### Selected excerpt

================================

Cytoreductive Surgery Plus Hyperthermic Intraperitoneal Chemotherapy for Patients with Peritoneal Metastases from Endometrial Cancer



More information is needed for selection of patients with peritoneal metastases from endometrial cancer (EC) to undergo cytoreductive surgery (CRS) plus hyperthermic intraperitoneal chemotherapy (HIPEC).


This study analyzed clinical, pathologic, and treatment data for patients with peritoneal metastases from EC who underwent CRS plus HIPEC at two tertiary centers. The outcome measures were morbidity, overall survival (OS), and progression-free survival (PFS) during a median 5 year follow-up period. Uni- and multivariate analyses were performed to identify significant factors related to outcome.

================================

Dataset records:
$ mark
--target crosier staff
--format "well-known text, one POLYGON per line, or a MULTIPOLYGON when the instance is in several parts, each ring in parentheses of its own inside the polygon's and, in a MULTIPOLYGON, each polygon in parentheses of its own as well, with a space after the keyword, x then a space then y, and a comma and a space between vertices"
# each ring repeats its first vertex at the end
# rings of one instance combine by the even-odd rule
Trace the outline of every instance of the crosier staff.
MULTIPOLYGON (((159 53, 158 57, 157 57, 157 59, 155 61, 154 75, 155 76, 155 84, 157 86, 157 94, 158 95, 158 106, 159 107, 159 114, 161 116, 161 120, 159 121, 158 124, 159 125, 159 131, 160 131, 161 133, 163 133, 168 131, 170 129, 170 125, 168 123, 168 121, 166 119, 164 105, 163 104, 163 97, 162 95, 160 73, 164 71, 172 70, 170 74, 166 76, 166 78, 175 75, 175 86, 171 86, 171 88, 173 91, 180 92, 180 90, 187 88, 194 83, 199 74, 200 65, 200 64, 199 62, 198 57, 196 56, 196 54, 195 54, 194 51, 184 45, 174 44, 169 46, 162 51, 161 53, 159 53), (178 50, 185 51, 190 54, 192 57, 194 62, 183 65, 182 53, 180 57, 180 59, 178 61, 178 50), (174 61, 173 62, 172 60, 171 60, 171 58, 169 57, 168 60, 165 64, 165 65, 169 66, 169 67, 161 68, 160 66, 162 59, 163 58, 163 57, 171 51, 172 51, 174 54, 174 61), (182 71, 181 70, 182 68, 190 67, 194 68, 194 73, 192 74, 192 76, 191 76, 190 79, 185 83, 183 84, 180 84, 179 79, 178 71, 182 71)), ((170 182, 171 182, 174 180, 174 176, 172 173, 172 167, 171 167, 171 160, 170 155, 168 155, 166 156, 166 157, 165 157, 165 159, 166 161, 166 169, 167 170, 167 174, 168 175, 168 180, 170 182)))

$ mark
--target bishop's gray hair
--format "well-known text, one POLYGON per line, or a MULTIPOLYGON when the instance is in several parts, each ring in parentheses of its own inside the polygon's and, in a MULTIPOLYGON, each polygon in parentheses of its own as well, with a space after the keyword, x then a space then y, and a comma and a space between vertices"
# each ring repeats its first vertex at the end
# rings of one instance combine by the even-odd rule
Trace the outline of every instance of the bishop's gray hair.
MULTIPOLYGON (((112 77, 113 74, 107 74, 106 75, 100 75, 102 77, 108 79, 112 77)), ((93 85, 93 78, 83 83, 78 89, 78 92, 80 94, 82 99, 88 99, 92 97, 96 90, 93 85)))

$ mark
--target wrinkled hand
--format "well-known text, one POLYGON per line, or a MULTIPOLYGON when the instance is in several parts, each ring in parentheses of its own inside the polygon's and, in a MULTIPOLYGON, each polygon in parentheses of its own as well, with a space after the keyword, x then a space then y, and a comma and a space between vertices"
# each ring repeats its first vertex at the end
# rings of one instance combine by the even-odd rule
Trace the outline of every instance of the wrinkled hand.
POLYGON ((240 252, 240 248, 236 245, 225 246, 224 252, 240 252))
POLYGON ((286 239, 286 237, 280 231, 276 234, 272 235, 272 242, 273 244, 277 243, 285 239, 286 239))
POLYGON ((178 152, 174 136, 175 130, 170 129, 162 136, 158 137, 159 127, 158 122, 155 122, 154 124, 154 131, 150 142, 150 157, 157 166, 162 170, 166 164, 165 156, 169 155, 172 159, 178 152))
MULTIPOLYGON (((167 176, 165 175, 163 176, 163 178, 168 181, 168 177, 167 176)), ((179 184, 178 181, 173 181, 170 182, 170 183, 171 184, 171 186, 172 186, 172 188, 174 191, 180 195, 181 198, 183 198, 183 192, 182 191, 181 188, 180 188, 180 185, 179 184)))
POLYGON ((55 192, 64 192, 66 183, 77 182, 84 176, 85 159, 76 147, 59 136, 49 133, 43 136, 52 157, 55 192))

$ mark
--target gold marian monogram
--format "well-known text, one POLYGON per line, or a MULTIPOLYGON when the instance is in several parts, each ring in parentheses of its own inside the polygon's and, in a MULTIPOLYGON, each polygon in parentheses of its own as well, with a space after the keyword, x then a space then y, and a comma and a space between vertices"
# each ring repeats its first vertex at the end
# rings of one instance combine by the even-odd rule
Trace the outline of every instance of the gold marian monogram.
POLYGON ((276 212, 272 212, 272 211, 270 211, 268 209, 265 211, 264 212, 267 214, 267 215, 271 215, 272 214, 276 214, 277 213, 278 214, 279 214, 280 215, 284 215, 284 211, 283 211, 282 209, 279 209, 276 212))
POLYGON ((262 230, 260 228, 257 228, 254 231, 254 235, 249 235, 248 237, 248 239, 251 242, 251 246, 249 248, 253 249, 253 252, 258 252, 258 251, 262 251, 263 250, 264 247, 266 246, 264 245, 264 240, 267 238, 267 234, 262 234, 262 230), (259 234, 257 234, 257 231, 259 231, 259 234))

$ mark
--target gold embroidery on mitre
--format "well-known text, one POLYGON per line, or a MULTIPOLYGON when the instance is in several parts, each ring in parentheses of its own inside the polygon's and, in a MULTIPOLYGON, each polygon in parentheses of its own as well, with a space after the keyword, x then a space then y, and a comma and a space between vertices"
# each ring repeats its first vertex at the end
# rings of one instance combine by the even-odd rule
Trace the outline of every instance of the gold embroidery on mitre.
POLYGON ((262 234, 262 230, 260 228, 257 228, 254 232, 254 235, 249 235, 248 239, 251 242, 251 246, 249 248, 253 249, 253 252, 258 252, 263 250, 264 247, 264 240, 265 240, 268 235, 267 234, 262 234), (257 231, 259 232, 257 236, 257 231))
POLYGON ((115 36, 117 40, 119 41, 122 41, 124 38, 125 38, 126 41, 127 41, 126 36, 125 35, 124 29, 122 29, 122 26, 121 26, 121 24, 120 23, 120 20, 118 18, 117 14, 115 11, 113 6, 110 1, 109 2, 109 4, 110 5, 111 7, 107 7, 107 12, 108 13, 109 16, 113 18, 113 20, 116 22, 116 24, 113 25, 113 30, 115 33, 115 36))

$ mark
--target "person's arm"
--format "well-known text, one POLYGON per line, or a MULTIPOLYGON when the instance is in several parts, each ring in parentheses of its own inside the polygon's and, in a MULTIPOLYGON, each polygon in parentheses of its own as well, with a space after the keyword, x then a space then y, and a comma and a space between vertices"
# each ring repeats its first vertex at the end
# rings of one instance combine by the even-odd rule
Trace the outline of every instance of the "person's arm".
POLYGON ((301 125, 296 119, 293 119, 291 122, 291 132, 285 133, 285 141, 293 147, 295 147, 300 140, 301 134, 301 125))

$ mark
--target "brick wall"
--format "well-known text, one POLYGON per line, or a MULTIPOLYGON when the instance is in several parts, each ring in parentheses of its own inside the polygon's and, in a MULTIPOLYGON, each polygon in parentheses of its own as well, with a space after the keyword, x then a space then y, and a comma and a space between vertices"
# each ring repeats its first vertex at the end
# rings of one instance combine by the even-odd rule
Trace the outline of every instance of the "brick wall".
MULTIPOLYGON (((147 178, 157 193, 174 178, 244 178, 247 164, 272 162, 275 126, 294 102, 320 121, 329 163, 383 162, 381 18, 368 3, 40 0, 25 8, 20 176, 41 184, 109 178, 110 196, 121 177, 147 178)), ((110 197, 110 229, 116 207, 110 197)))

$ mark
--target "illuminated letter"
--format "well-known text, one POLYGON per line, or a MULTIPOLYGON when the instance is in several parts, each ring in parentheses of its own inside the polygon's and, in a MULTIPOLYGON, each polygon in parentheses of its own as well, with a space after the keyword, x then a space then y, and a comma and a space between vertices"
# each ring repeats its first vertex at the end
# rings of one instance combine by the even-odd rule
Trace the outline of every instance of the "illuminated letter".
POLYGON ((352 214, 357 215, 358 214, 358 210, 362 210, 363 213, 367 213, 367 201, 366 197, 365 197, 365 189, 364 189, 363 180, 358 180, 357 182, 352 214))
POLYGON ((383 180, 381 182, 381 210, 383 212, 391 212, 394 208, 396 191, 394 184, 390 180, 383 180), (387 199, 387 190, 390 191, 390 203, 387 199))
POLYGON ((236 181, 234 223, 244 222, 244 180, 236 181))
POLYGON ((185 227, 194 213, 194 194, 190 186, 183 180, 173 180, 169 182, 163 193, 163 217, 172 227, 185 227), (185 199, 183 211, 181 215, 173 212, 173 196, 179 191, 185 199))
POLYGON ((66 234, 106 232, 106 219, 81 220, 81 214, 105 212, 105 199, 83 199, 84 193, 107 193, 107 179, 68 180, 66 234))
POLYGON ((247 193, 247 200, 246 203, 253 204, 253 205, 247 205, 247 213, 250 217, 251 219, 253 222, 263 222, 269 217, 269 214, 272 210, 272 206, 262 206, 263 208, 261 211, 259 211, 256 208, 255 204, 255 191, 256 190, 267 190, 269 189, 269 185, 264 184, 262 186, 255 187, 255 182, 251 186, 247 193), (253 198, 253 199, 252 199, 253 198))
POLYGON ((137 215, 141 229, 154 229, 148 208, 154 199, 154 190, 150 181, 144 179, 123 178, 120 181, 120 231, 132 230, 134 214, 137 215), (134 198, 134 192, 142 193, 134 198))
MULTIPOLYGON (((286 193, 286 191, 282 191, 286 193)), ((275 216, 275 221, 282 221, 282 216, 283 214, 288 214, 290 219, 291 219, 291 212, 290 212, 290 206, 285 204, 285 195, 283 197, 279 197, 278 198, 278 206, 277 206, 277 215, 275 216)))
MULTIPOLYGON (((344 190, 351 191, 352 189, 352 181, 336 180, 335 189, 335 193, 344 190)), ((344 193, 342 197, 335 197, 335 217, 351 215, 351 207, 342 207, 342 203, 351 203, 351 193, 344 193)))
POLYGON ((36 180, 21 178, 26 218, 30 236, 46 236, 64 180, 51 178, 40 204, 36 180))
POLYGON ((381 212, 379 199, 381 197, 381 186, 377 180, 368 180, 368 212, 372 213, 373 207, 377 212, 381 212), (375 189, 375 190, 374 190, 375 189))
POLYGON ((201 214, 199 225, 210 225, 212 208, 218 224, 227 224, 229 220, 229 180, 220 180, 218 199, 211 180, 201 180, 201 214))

================================

### Questions
(a) Translate this sentence from the endometrial cancer abstract into Spanish: "The outcome measures were morbidity, overall survival (OS), and progression-free survival (PFS) during a median 5 year follow-up period."
(b) Please carry the endometrial cancer abstract forward, beginning after its last sentence.

### Answer set
(a) Las medidas de resultado fueron la morbilidad, la supervivencia global (SG) y la supervivencia libre de progresión (SLP) durante un período de seguimiento con una mediana de 5 años.

(b)
A total of 33 patients met the inclusion criteria and completed the follow-up period. At laparotomy, the median peritoneal cancer index (PCI) was 15 (range 3–35). The CRS procedure required a mean 8.3 surgical procedures per patient, and for 22 patients (66.6%), a complete cytoreduction was achieved. The mean hospital stay was 18 days, and major morbidity developed in 21% of the patients. The operative mortality was 3%. When surgery ended, HIPEC was administered with cisplatin 75 mg/m2 for 60 min at 43 °C. During a median follow-up period of 73 months, Kaplan–Meier analysis indicated a 5 year OS of 30% (median 33.1 months) and a PFS of 15.5% (median 18 months). Multivariate analysis identified the completeness of cytoreduction (CC) score as the only significant factor independently influencing OS. Logistic regression for the clinicopathologic variables associated with complete cytoreduction (CC0) for patients with metachronous peritoneal spread from EC who underwent secondary CRS plus HIPEC identified the PCI as the only outcome predictor.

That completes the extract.